#### DIRECTIONS:
Write out, word for word, only the lines from the one containing "Each instance of the knife handle" through the final line of the data.

--- TASK INPUTS ---

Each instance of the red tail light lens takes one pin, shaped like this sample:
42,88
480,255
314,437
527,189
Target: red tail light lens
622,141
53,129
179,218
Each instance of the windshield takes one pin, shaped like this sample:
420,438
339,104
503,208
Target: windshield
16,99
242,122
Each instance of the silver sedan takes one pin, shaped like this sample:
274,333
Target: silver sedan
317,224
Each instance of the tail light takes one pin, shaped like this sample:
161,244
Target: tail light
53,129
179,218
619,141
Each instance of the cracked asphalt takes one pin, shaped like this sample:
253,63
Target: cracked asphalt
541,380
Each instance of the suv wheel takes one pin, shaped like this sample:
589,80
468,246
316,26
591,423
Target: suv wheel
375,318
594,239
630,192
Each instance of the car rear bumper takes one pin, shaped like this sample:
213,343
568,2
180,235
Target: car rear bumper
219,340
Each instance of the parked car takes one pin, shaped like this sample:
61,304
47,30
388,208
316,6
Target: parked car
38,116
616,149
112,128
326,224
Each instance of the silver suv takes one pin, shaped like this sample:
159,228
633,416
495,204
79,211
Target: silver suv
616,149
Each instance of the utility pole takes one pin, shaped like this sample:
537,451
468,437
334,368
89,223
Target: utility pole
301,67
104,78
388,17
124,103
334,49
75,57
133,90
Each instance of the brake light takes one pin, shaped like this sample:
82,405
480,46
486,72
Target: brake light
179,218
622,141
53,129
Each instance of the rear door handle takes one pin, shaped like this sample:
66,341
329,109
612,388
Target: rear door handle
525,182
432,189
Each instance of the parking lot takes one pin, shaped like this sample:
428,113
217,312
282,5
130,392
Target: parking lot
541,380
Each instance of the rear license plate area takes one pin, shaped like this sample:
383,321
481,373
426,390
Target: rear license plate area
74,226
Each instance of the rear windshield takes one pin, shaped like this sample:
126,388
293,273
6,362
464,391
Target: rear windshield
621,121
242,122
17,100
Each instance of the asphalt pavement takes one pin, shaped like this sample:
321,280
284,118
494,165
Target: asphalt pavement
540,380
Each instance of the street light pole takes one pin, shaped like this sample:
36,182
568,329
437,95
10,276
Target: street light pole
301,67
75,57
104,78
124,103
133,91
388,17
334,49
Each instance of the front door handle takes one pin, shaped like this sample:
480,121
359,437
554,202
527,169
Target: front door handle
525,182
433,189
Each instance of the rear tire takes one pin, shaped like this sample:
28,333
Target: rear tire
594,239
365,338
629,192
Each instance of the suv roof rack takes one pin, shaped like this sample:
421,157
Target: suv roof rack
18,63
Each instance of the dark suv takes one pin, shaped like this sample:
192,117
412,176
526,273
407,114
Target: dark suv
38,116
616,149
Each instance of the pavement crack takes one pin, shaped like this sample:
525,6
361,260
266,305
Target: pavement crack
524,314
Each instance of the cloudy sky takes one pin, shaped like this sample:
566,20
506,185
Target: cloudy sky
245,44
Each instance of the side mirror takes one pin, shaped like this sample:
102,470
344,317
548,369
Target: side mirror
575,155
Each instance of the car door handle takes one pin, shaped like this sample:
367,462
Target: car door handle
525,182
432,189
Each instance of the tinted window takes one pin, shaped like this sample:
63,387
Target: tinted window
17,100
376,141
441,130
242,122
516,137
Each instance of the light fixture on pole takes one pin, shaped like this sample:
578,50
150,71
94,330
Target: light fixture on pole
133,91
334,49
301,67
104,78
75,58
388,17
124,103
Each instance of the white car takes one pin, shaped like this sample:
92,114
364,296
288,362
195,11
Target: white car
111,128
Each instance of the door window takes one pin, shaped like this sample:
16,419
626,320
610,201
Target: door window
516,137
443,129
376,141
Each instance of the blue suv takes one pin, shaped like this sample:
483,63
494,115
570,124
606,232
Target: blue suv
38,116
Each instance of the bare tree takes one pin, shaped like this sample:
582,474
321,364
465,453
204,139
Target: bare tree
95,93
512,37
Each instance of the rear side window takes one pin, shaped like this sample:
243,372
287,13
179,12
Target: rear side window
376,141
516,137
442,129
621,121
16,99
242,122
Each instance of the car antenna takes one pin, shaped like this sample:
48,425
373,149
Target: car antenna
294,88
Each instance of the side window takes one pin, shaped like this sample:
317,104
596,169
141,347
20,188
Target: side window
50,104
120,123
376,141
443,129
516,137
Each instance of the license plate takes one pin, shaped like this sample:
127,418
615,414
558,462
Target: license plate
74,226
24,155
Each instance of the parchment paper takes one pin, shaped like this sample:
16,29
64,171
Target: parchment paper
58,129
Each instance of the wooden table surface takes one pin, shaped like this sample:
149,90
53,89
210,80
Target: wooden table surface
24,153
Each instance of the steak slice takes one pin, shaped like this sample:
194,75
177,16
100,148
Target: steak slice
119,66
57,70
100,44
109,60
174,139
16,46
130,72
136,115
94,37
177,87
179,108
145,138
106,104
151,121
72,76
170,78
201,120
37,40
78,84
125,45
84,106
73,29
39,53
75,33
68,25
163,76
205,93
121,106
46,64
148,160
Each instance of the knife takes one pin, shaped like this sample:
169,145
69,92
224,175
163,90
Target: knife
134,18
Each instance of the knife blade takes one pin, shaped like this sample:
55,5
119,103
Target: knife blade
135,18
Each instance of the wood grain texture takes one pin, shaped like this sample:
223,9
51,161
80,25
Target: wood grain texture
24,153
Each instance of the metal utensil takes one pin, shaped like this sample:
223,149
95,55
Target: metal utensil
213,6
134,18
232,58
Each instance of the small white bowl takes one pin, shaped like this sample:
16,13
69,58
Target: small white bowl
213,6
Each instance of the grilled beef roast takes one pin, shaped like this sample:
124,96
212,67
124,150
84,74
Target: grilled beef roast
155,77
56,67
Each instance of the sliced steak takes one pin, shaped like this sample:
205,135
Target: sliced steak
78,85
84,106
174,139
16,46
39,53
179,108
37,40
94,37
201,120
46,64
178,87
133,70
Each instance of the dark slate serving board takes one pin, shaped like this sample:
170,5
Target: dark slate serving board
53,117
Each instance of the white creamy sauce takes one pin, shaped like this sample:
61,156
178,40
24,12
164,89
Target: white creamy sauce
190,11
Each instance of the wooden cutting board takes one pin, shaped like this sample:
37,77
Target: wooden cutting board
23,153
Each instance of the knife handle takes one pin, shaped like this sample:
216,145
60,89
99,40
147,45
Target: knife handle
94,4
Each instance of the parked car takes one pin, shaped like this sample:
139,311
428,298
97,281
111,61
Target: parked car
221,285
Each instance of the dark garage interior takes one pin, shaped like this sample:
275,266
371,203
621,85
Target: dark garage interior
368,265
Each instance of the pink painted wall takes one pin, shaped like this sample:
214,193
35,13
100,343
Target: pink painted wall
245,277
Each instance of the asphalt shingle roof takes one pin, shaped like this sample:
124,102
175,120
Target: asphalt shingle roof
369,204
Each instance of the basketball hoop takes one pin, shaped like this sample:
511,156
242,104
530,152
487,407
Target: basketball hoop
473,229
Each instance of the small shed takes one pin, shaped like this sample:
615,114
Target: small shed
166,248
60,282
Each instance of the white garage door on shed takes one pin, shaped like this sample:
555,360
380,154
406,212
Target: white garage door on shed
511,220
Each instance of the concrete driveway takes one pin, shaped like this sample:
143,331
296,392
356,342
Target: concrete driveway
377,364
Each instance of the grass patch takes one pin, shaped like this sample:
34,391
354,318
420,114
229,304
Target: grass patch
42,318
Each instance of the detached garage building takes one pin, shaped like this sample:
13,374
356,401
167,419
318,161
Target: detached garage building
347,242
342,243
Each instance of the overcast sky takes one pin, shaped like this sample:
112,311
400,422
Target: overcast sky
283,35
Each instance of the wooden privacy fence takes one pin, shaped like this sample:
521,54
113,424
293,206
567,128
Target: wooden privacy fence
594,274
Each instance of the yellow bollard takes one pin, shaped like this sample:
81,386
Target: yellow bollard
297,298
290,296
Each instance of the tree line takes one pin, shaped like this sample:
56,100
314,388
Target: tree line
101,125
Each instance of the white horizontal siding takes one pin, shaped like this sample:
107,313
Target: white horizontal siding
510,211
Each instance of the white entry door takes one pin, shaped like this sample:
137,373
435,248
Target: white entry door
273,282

---

#### SOLUTION FOR THIS EXERCISE:
Each instance of the knife handle takes one pin, shaped like this sample:
216,145
60,89
99,40
147,45
Target: knife handle
94,4
Each instance of the parked car takes one pin, shaped like this sample:
139,311
428,298
97,281
111,61
Target: parked car
221,285
Each instance of the dark garage interior takes one pin, shaped like this sample:
275,266
371,203
621,85
Target: dark garage interior
368,265
Each instance of the pink painted wall takes one pin, shaped like this sample:
214,193
35,13
100,343
Target: pink painted wall
245,277
Each instance of the asphalt shingle roof takes one pin, shaped like this sample:
124,102
175,120
Target: asphalt shingle roof
369,204
Each instance of the basketball hoop takes one pin, shaped like this sample:
511,156
242,104
530,152
487,407
Target: basketball hoop
473,229
Each instance of the small shed takes one pin, shaped like this sample:
615,114
Target: small shed
166,248
60,282
Each instance of the white garage door on shed takes one pin, shaped like this sample:
555,360
380,154
406,212
Target: white garage door on shed
511,220
Each instance of the concrete driveway takes one pin, shaped like this sample:
143,331
296,392
356,342
Target: concrete driveway
377,364
Each instance of the grass patch takes one pin, shaped like this sample:
34,391
354,318
420,114
229,304
Target: grass patch
42,318
Each instance of the detached garage building takes one pin, shaped like this sample:
13,374
356,401
167,419
318,161
Target: detached garage building
347,242
342,243
Each instance of the overcast sky takes one pin, shaped like this sample:
112,311
400,422
Target: overcast sky
283,35
Each instance of the wooden privacy fence takes one pin, shaped like this sample:
521,54
113,424
293,206
567,128
Target: wooden privacy fence
594,274
Each instance of the yellow bollard takes one pin, shaped like this sample:
81,386
Target: yellow bollard
297,298
290,296
Each instance of the tree line takes one pin, shaped like this sample:
56,100
314,388
Target: tree line
101,125
Each instance of the white horizontal siding takes one pin, shaped like this sample:
107,313
Target: white horizontal siding
510,211
Each instance of the white entry door takes one pin, shaped like this sample:
137,373
435,248
Target: white entry door
273,282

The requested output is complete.